§ **Request**
Copy the records below line for line, changing nothing.

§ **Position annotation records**
>>>>>

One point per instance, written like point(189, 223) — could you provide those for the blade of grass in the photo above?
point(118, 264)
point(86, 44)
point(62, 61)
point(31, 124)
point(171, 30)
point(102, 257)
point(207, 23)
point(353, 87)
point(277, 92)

<<<<<

§ **Task answer**
One point per instance, written like point(189, 223) — could you provide those for the blade of grass in the photo above?
point(118, 264)
point(86, 44)
point(62, 61)
point(31, 124)
point(171, 30)
point(102, 257)
point(207, 23)
point(353, 87)
point(277, 92)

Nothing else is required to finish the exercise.